> 課題概要 1
一覧の先頭の行から始めて「[110,429,276,575]」を含む行で終わるまで、両端を含むすべての行を依頼の行も含めて書き直してください。その際、回答にある座標の数値だけを0.4倍して四捨五入で整数にそろえ、依頼の中の数値はそのまま残してください。

> 文書
>>>

Sunday, February 01, 2015

ラーメンおいげん






 おいげんのラーメンは、冷えた身体を温かくしてくれた。
 ラーメンは、冬の季語であってもいいかもしれない。








二月






  スタートは梅から。
  春のリレーは、菜の花、さくらと続いて行く。









Saturday, January 31, 2015

鳥栖駅





  先週の土曜日、友と別れてこのホームに立った。
  32年前、このホームで見送ってくれた友と別れて
  ひとりホームに立った。











Sunday, January 18, 2015

一九ラーメン



 写真は福岡市南区の一九ラーメン大橋店のラーメンである。一九ラーメンは福岡市を中心に8店舗存在するが、ここ大橋店が本店のようである。
 スープは甘くまろやかで、なつかしを感じさせる味わいである。昨今、過激に味がエスカレートしていく博多ラーメン界の中で、変わらぬ古き良き一杯であり、今後も残り続ける一杯だと思う。
 私は年に一度ほどこの店を訪れているが、以前からどこかの味に似ていると思っていた。昨日も食べ終えてやはりどこかの味に似ていると考えていたら、ふとそれがどこだか思い出すことができた。それは長崎の一休軒である。
 長崎一休軒はすでに閉店となっているようだが、その発祥は佐賀の一休軒らしい。私は佐賀の一休軒を食べたことはないが、一九ラーメンのスープは長崎一休軒に似ている。そこまで考えた時、屋号の類似にはたと気付いた。一休と一九、あくまでこれは私の推測でありその域を出ないが、遠い昔、師弟関係があったのかもしれない。

<<<

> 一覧
>>>

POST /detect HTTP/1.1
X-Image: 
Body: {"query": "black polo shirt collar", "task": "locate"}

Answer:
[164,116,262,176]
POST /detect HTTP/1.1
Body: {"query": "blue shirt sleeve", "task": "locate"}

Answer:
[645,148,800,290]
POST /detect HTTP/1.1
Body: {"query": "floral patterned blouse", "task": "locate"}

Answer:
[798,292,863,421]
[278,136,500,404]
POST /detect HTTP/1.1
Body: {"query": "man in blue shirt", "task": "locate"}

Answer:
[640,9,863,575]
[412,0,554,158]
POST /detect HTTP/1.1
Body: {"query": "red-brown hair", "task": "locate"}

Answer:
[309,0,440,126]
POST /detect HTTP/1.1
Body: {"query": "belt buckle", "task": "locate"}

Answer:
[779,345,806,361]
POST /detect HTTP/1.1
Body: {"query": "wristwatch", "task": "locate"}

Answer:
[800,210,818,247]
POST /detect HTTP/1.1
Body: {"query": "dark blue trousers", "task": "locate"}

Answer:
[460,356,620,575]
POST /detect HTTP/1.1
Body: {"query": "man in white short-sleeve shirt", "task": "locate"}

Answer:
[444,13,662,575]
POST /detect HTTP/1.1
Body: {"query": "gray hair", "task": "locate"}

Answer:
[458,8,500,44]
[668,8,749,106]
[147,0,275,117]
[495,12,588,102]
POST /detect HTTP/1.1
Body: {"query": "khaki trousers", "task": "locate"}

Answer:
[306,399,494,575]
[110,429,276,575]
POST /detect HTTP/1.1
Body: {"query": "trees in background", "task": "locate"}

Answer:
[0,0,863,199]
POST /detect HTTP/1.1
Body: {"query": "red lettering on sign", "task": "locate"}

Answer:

<<<

> 課題概要 2
ラーメンや鳥栖駅についてつづった文書を、最後に示された文の後から書き継いでください。

> 記述回答 1
POST /detect HTTP/1.1
X-Image: 
Body: {"query": "black polo shirt collar", "task": "locate"}

Answer:
[66,46,105,70]
POST /detect HTTP/1.1
Body: {"query": "blue shirt sleeve", "task": "locate"}

Answer:
[258,59,320,116]
POST /detect HTTP/1.1
Body: {"query": "floral patterned blouse", "task": "locate"}

Answer:
[319,117,345,168]
[111,54,200,162]
POST /detect HTTP/1.1
Body: {"query": "man in blue shirt", "task": "locate"}

Answer:
[256,4,345,230]
[165,0,222,63]
POST /detect HTTP/1.1
Body: {"query": "red-brown hair", "task": "locate"}

Answer:
[124,0,176,50]
POST /detect HTTP/1.1
Body: {"query": "belt buckle", "task": "locate"}

Answer:
[312,138,322,144]
POST /detect HTTP/1.1
Body: {"query": "wristwatch", "task": "locate"}

Answer:
[320,84,327,99]
POST /detect HTTP/1.1
Body: {"query": "dark blue trousers", "task": "locate"}

Answer:
[184,142,248,230]
POST /detect HTTP/1.1
Body: {"query": "man in white short-sleeve shirt", "task": "locate"}

Answer:
[178,5,265,230]
POST /detect HTTP/1.1
Body: {"query": "gray hair", "task": "locate"}

Answer:
[183,3,200,18]
[267,3,300,42]
[59,0,110,47]
[198,5,235,41]
POST /detect HTTP/1.1
Body: {"query": "khaki trousers", "task": "locate"}

Answer:
[122,160,198,230]
[44,172,110,230]

> 記述回答 2
 その空想によりラーメンへの思いは更に募る。一杯のスープの系譜を辿り、激動の昭和の中で世に広まったラーメンに、深くロマンを感じるのである。





廃線の痕跡




 土曜日、旧国鉄時代の筑肥線跡を歩いてみた。現在JR筑肥線は、福岡市営地下鉄の運行開始により、姪浜駅から唐津駅までとなっているが、1983年の運行開始以前は博多駅から筑前簑島・筑前高宮・小笹・鳥飼・西新を経て姪浜へと続いていた。
 私が高校時代、糸島方面から来ていた友人も、鹿児島本線を利用していた私たちと同じように博多駅のホームに立ち、帰りの列車を待った。天神で遊んで帰る時など彼らは、西鉄大牟田線の平尾駅で下車し、筑前高宮で筑肥線に乗り換えて帰っていた。
 その廃線となった区間を歩いてみようと思い立った。写真は博多駅から南に線路沿いを歩いて、当時筑肥線が分岐していた辺りである。この辺りから、筑肥線は鹿児島本線と分かれ西へ向かっていた。当時路線があったところは公園の緑道となり、更には車道となって西へと延びている。その緑道をひとり歩いた。遠い昔、同級生の友人たちが見ていた車窓に広がる風景を、想像しながら。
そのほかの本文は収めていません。